ROWS
══════════
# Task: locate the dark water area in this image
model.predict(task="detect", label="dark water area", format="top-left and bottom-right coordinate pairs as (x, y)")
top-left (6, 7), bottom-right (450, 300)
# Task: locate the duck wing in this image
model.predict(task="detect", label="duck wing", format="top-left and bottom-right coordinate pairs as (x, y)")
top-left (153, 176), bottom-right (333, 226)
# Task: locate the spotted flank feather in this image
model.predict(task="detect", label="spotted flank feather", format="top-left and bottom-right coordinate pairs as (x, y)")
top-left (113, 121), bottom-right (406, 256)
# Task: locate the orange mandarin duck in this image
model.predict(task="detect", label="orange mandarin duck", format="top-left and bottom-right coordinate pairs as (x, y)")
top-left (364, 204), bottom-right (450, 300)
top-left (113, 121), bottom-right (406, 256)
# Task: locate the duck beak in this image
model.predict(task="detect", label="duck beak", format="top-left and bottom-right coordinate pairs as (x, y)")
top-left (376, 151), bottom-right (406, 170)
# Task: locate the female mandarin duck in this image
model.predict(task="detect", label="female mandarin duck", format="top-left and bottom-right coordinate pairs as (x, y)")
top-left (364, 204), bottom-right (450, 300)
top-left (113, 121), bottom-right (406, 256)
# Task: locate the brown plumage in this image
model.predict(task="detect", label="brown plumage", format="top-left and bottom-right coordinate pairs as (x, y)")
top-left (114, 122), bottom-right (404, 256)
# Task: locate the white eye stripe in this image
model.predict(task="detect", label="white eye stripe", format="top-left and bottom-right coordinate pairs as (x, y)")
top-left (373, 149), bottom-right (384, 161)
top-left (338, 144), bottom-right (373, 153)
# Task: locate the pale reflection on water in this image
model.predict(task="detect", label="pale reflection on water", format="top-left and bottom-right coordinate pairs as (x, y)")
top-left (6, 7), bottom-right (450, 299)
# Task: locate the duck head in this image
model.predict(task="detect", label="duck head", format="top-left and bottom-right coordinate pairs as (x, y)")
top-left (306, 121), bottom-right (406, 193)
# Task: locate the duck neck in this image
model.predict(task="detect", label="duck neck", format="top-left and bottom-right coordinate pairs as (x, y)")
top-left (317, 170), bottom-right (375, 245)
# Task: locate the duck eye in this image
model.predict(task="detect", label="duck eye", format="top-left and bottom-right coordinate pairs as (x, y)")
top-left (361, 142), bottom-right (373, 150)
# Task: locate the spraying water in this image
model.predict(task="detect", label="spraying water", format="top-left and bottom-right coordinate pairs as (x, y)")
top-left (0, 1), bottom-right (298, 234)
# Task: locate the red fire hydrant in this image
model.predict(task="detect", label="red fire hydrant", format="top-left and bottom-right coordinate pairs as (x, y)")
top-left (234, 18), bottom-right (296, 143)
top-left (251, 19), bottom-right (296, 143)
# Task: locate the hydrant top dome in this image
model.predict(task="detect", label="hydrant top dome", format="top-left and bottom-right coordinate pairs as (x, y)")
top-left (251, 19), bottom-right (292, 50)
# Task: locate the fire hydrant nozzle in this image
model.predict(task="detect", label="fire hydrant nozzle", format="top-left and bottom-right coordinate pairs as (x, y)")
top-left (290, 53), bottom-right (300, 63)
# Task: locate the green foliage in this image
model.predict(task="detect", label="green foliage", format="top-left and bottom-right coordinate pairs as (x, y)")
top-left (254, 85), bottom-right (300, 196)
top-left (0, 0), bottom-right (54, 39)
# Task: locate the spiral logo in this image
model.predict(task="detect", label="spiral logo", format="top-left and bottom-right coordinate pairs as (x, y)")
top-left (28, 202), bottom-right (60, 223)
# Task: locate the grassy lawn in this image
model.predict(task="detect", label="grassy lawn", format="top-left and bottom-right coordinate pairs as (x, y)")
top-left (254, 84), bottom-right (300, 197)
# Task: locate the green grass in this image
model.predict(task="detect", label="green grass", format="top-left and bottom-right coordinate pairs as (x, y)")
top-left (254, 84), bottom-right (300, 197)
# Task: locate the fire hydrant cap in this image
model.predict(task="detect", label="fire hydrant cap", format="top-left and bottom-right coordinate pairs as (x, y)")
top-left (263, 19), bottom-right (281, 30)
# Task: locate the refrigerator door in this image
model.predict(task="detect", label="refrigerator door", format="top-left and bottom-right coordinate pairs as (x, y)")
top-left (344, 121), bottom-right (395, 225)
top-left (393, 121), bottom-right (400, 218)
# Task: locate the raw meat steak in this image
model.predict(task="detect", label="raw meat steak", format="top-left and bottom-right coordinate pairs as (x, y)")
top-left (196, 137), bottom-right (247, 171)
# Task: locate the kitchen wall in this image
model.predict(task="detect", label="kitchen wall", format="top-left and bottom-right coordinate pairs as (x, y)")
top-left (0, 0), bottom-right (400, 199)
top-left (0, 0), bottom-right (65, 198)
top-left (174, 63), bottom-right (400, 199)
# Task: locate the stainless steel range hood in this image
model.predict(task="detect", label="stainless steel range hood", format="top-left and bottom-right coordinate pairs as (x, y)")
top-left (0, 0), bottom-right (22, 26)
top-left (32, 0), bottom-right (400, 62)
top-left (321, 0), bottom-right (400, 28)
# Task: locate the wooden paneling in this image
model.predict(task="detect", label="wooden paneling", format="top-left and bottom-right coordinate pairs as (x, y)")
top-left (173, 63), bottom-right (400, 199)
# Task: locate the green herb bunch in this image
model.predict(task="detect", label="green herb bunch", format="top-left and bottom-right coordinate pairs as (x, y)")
══════════
GIVEN REQUEST
Rewrite all the entries above, changing every "coordinate pairs" to "corner points" and keeping everything else the same.

FULL OUTPUT
# Task: locate the dark water area in this image
model.predict(task="detect", label="dark water area", format="top-left and bottom-right corner points as (x, y)")
top-left (6, 7), bottom-right (450, 300)
# Task: locate the duck wing in this image
model.predict(task="detect", label="duck wing", format="top-left and bottom-right corner points as (x, y)")
top-left (153, 176), bottom-right (333, 226)
# Task: locate the spotted flank feather in this image
model.predict(task="detect", label="spotted flank feather", format="top-left and bottom-right corner points as (x, y)")
top-left (113, 121), bottom-right (406, 256)
# Task: locate the orange mandarin duck in this image
model.predict(task="detect", label="orange mandarin duck", format="top-left and bottom-right corner points as (x, y)")
top-left (364, 204), bottom-right (450, 300)
top-left (113, 121), bottom-right (406, 256)
# Task: locate the duck beak in this image
model.predict(task="detect", label="duck beak", format="top-left and bottom-right corner points as (x, y)")
top-left (376, 151), bottom-right (406, 170)
# Task: locate the female mandarin duck in this image
model.predict(task="detect", label="female mandarin duck", format="top-left and bottom-right corner points as (x, y)")
top-left (364, 204), bottom-right (450, 300)
top-left (113, 121), bottom-right (406, 256)
# Task: locate the brown plumage in this image
model.predict(task="detect", label="brown plumage", format="top-left and bottom-right corner points as (x, y)")
top-left (114, 122), bottom-right (404, 256)
# Task: locate the white eye stripe in this image
model.predict(task="detect", label="white eye stripe", format="top-left and bottom-right corner points as (x, y)")
top-left (373, 149), bottom-right (384, 161)
top-left (338, 144), bottom-right (373, 153)
# Task: locate the pale reflection on water in this image
model.predict(task="detect", label="pale reflection on water", format="top-left and bottom-right corner points as (x, y)")
top-left (6, 7), bottom-right (450, 299)
# Task: locate the duck head in this image
model.predict(task="detect", label="duck head", format="top-left and bottom-right corner points as (x, y)")
top-left (306, 121), bottom-right (406, 193)
# Task: locate the duck neck in this image
model.predict(task="detect", label="duck neck", format="top-left and bottom-right corner points as (x, y)")
top-left (317, 170), bottom-right (375, 245)
# Task: locate the duck eye in this image
model.predict(task="detect", label="duck eye", format="top-left and bottom-right corner points as (x, y)")
top-left (361, 142), bottom-right (373, 150)
# Task: locate the spraying water in this image
model.predict(task="detect", label="spraying water", format="top-left and bottom-right corner points as (x, y)")
top-left (0, 1), bottom-right (298, 234)
# Task: locate the red fire hydrant in this image
model.predict(task="detect", label="red fire hydrant", format="top-left and bottom-right corner points as (x, y)")
top-left (234, 18), bottom-right (296, 143)
top-left (251, 19), bottom-right (296, 143)
# Task: locate the hydrant top dome in this image
model.predict(task="detect", label="hydrant top dome", format="top-left and bottom-right corner points as (x, y)")
top-left (251, 19), bottom-right (292, 50)
# Task: locate the fire hydrant nozzle in this image
model.predict(task="detect", label="fire hydrant nozzle", format="top-left and bottom-right corner points as (x, y)")
top-left (290, 53), bottom-right (300, 63)
# Task: locate the green foliage in this image
model.predict(task="detect", label="green foliage", format="top-left and bottom-right corner points as (x, y)")
top-left (254, 85), bottom-right (300, 196)
top-left (0, 0), bottom-right (54, 39)
# Task: locate the spiral logo in this image
model.predict(task="detect", label="spiral logo", format="top-left and bottom-right corner points as (x, y)")
top-left (28, 202), bottom-right (60, 223)
# Task: locate the grassy lawn in this image
model.predict(task="detect", label="grassy lawn", format="top-left and bottom-right corner points as (x, y)")
top-left (254, 84), bottom-right (300, 197)
# Task: locate the green grass in this image
model.predict(task="detect", label="green grass", format="top-left and bottom-right corner points as (x, y)")
top-left (254, 84), bottom-right (300, 197)
# Task: locate the fire hydrant cap in this image
model.predict(task="detect", label="fire hydrant cap", format="top-left and bottom-right corner points as (x, y)")
top-left (263, 19), bottom-right (281, 30)
# Task: locate the refrigerator door in this image
model.predict(task="detect", label="refrigerator door", format="top-left and bottom-right corner points as (x, y)")
top-left (344, 121), bottom-right (395, 225)
top-left (393, 121), bottom-right (400, 218)
# Task: locate the raw meat steak in this image
model.predict(task="detect", label="raw meat steak", format="top-left and bottom-right corner points as (x, y)")
top-left (196, 137), bottom-right (247, 171)
# Task: locate the kitchen wall in this image
model.predict(task="detect", label="kitchen wall", format="top-left and bottom-right corner points as (x, y)")
top-left (0, 0), bottom-right (400, 199)
top-left (0, 0), bottom-right (65, 198)
top-left (174, 63), bottom-right (400, 199)
# Task: locate the stainless steel range hood in this image
model.predict(task="detect", label="stainless steel range hood", format="top-left and bottom-right corner points as (x, y)")
top-left (0, 0), bottom-right (22, 26)
top-left (32, 0), bottom-right (400, 62)
top-left (321, 0), bottom-right (400, 28)
# Task: locate the wooden paneling in this image
model.predict(task="detect", label="wooden paneling", format="top-left and bottom-right corner points as (x, y)")
top-left (173, 63), bottom-right (400, 199)
# Task: locate the green herb bunch in this image
model.predict(task="detect", label="green herb bunch", format="top-left and bottom-right corner points as (x, y)")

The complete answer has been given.